— Supplied data —
--- START ---

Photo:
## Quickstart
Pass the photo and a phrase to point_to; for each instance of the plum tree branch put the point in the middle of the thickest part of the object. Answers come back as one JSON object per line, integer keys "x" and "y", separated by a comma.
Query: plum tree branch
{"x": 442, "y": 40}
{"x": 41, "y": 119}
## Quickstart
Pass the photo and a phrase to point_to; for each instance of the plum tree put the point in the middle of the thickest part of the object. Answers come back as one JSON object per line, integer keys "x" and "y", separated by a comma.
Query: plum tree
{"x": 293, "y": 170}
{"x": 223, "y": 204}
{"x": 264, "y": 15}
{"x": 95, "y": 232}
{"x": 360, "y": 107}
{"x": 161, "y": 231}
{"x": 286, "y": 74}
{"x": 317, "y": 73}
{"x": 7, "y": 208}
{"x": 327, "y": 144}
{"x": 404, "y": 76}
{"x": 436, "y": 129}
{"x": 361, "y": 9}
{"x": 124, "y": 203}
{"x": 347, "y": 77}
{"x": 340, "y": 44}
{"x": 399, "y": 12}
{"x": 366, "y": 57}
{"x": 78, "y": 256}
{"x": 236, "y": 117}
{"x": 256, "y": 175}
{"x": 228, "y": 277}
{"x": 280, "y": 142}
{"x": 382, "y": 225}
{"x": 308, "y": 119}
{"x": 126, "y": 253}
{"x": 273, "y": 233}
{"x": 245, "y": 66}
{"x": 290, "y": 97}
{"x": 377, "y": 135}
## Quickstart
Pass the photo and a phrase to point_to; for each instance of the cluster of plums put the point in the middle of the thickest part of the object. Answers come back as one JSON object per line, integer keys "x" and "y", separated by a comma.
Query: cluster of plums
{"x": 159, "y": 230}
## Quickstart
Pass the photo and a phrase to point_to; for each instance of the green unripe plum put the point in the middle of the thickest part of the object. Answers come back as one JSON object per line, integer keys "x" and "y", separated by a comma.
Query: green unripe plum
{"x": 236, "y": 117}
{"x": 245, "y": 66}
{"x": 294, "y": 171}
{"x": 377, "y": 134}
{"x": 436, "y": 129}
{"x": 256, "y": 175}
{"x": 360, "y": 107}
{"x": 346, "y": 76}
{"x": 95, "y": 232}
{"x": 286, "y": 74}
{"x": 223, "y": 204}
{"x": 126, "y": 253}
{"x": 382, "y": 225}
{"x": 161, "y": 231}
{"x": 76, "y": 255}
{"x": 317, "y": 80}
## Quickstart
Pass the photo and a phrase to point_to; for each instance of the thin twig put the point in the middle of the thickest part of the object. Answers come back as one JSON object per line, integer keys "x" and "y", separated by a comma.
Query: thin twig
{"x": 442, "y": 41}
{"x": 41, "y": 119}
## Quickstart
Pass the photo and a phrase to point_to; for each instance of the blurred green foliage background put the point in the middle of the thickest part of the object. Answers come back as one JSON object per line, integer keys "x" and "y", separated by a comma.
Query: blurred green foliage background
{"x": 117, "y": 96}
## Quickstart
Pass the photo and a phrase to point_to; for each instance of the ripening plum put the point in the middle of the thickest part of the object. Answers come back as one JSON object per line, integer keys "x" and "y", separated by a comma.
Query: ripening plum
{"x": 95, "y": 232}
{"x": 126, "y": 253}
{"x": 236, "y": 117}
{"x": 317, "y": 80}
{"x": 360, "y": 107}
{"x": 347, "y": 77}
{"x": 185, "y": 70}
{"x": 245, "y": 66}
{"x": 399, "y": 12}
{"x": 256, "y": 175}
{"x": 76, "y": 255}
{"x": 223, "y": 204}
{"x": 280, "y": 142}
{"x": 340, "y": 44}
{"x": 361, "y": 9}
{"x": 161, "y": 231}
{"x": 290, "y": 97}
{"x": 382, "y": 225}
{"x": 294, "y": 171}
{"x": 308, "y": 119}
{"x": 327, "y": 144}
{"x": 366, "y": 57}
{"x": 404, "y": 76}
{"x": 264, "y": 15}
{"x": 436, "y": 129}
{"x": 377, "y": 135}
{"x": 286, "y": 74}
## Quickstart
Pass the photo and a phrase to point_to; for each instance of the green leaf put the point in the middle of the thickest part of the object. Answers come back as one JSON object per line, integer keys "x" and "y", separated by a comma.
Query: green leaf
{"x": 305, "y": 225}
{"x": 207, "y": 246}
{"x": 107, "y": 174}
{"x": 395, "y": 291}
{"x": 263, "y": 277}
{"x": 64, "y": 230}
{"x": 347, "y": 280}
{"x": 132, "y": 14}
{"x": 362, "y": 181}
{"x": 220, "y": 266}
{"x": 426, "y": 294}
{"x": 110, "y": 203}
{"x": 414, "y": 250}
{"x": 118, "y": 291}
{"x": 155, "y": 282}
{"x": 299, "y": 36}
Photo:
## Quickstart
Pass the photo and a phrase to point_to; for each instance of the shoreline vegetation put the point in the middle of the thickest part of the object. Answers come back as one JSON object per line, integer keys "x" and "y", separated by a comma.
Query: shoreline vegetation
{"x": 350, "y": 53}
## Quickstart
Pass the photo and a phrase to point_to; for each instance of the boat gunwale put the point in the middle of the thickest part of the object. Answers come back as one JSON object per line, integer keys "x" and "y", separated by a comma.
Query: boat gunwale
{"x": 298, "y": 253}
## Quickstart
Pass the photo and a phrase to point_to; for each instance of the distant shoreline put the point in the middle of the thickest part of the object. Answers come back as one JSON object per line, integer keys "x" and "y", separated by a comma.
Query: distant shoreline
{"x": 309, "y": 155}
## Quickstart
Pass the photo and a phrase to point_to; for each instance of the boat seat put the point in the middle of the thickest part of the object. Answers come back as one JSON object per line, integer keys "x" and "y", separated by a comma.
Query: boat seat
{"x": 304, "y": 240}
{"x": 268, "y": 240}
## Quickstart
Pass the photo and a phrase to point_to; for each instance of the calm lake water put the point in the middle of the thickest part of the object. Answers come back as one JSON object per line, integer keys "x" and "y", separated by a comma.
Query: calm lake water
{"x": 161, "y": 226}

--- END ---

— Task to carry out —
Please print out every entry again, exactly as it reads.

— Output —
Photo:
## Quickstart
Pass the photo and a phrase to point_to; for each instance of the plum tree branch put the point in the middle of the thickest part of the object. Answers come back as one JSON object per line, integer keys "x" and "y", separated by a comma.
Query: plum tree branch
{"x": 442, "y": 40}
{"x": 41, "y": 119}
## Quickstart
Pass the photo and a phrase to point_to; for each instance of the plum tree put the point in the middle of the thickest part of the object. Answers come back as one JSON object per line, integer keys "x" and "y", separated by a comma.
Query: plum tree
{"x": 293, "y": 170}
{"x": 223, "y": 204}
{"x": 264, "y": 15}
{"x": 95, "y": 232}
{"x": 360, "y": 107}
{"x": 161, "y": 231}
{"x": 286, "y": 74}
{"x": 317, "y": 73}
{"x": 7, "y": 208}
{"x": 327, "y": 144}
{"x": 404, "y": 76}
{"x": 436, "y": 129}
{"x": 361, "y": 9}
{"x": 124, "y": 203}
{"x": 347, "y": 77}
{"x": 340, "y": 44}
{"x": 399, "y": 12}
{"x": 366, "y": 57}
{"x": 78, "y": 256}
{"x": 236, "y": 117}
{"x": 256, "y": 175}
{"x": 228, "y": 277}
{"x": 280, "y": 142}
{"x": 382, "y": 225}
{"x": 308, "y": 119}
{"x": 126, "y": 253}
{"x": 273, "y": 233}
{"x": 245, "y": 66}
{"x": 290, "y": 97}
{"x": 377, "y": 135}
## Quickstart
Pass the photo and a phrase to point_to; for each instance of the cluster of plums put the point in the middle of the thickest part of the object. Answers come back as one JSON object per line, integer keys "x" and "y", separated by a comma.
Query: cluster of plums
{"x": 159, "y": 230}
## Quickstart
Pass the photo and a phrase to point_to; for each instance of the green unripe plum put the point in the middle of the thickest part of the object. Answers come back as one JSON object per line, integer keys "x" and "y", separated by a comma.
Query: green unripe plum
{"x": 236, "y": 117}
{"x": 245, "y": 66}
{"x": 294, "y": 171}
{"x": 377, "y": 134}
{"x": 436, "y": 129}
{"x": 256, "y": 175}
{"x": 360, "y": 107}
{"x": 346, "y": 76}
{"x": 95, "y": 232}
{"x": 286, "y": 74}
{"x": 223, "y": 204}
{"x": 126, "y": 253}
{"x": 382, "y": 225}
{"x": 161, "y": 231}
{"x": 76, "y": 255}
{"x": 317, "y": 80}
## Quickstart
Pass the photo and a phrase to point_to; for each instance of the thin twig put the point in the middle of the thickest part of the object. Answers come back as one JSON object per line, integer keys "x" and "y", separated by a comma.
Query: thin twig
{"x": 442, "y": 41}
{"x": 41, "y": 119}
## Quickstart
Pass the photo and a phrase to point_to; for each instance of the blurred green foliage background put the point in the middle of the thickest part of the object. Answers come back as one JSON object per line, integer keys "x" and "y", separated by a comma.
Query: blurred green foliage background
{"x": 117, "y": 96}
## Quickstart
Pass the photo and a phrase to point_to; for each instance of the ripening plum put the point in the middle of the thickest part of the object. Answers come back as one JSON object per line, integer keys "x" and "y", separated by a comma.
Query: ripening plum
{"x": 95, "y": 232}
{"x": 126, "y": 253}
{"x": 236, "y": 117}
{"x": 317, "y": 80}
{"x": 360, "y": 107}
{"x": 347, "y": 77}
{"x": 185, "y": 70}
{"x": 245, "y": 66}
{"x": 399, "y": 12}
{"x": 256, "y": 175}
{"x": 76, "y": 255}
{"x": 223, "y": 204}
{"x": 280, "y": 142}
{"x": 340, "y": 44}
{"x": 361, "y": 9}
{"x": 161, "y": 231}
{"x": 290, "y": 97}
{"x": 382, "y": 225}
{"x": 294, "y": 171}
{"x": 308, "y": 119}
{"x": 327, "y": 144}
{"x": 366, "y": 57}
{"x": 404, "y": 76}
{"x": 264, "y": 15}
{"x": 436, "y": 129}
{"x": 377, "y": 135}
{"x": 286, "y": 74}
## Quickstart
Pass the photo and a phrase to point_to; for each instance of the green leaf put the point in the middle of the thickest part of the object. Answers come back as one JSON object per line, integer keys "x" and "y", separated by a comma.
Query: green leaf
{"x": 305, "y": 225}
{"x": 207, "y": 246}
{"x": 107, "y": 174}
{"x": 395, "y": 291}
{"x": 263, "y": 277}
{"x": 64, "y": 230}
{"x": 347, "y": 280}
{"x": 132, "y": 14}
{"x": 362, "y": 181}
{"x": 220, "y": 266}
{"x": 426, "y": 294}
{"x": 110, "y": 203}
{"x": 414, "y": 250}
{"x": 118, "y": 291}
{"x": 155, "y": 282}
{"x": 299, "y": 36}
Photo:
## Quickstart
Pass the photo and a phrase to point_to; for each instance of the shoreline vegetation put the point in the middle of the thickest part of the object. Answers come back as one JSON object per line, integer keys "x" and "y", separated by a comma.
Query: shoreline vegetation
{"x": 350, "y": 53}
## Quickstart
Pass the photo and a phrase to point_to; for each instance of the boat gunwale put the point in the middle of the thickest part of the object. Answers come back as one JSON object per line, integer keys "x" and "y", separated by a comma.
Query: boat gunwale
{"x": 298, "y": 253}
## Quickstart
Pass the photo and a phrase to point_to; for each instance of the distant shoreline put the point in the middle of the thickest part of the object. Answers come back as one JSON object per line, integer keys "x" and "y", separated by a comma.
Query: distant shoreline
{"x": 309, "y": 155}
## Quickstart
Pass the photo and a phrase to point_to; for each instance of the boat seat put the point in the middle of the thickest part of the object. Answers come back as one JSON object per line, integer keys "x" and "y", separated by a comma.
Query: boat seat
{"x": 304, "y": 240}
{"x": 268, "y": 240}
## Quickstart
Pass the photo and a phrase to point_to; for each instance of the calm lake water put the point in the middle of the thickest part of the object. Answers come back as one JSON object per line, integer keys "x" and "y", separated by a comma.
Query: calm lake water
{"x": 161, "y": 226}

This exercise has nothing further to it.